All of Kathe’s grandchildren and great-grandchildren,

Her family and friends,

Members of her church family at St. Peter:

 

Grace and peace to you from God our Father, and the Lord Jesus Christ.

 

God’s Word for our comfort today comes from all of the readings we just heard, and in particular these words from first Corinthians: For as in Adam all die, so also in Christ shall all be made alive.  But each in his own order: Christ the firstfruits, then at his coming those who belong to Christ.  Then comes the end, when he delivers the kingdom to God the Father after destroying every rule and every authority and power.  (1 Cor. 15: 22-24)

 

Beloved in Christ:

 

In the old version of Martin Luther’s Small Catechism that I had to memorize, the fourth commandment was longer than the one the kids learn now.  Honor your father and mother, we learned.  But it used to have more, a promise: that it may be well with you, and you may live long on the earth. 

 

I want to start off by saying that I have not seen, in ten years as a pastor, a family that honored their parents (and grandparents) more than you have shown honor to Reiner and Kathe.  I have seen quite a few families that loved and honored their parents at St. Peter, don’t get me wrong.  But in a day when people no longer do this, your family has been exemplary—even the grandkids.  The promise of blessing God attached to the fourth commandment applies to you.

DATASET:
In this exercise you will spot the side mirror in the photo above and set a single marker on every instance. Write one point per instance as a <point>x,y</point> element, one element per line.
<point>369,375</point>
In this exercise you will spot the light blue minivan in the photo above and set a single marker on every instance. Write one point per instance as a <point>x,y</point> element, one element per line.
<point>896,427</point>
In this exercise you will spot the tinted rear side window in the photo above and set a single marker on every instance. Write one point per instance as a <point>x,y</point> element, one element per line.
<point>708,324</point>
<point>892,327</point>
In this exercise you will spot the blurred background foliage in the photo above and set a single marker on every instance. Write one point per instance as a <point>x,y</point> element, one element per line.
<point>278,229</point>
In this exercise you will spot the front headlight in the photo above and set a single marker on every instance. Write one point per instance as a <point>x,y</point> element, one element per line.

REQUIRED WORK:
[1] In the sermon, which Bible chapter and verses are cited for the words "For as in Adam all die, so also in Christ shall all be made alive"?
[2] Reproduce the part of the sermon that begins at the words "God’s Word for" and ends after "on the earth.".

TASK RESULTS:
[1] 1 Corinthians 15:22-24

[2]
God’s Word for our comfort today comes from all of the readings we just heard, and in particular these words from first Corinthians: For as in Adam all die, so also in Christ shall all be made alive.  But each in his own order: Christ the firstfruits, then at his coming those who belong to Christ.  Then comes the end, when he delivers the kingdom to God the Father after destroying every rule and every authority and power.  (1 Cor. 15: 22-24)

 

Beloved in Christ:

 

In the old version of Martin Luther’s Small Catechism that I had to memorize, the fourth commandment was longer than the one the kids learn now.  Honor your father and mother, we learned.  But it used to have more, a promise: that it may be well with you, and you may live long on the earth.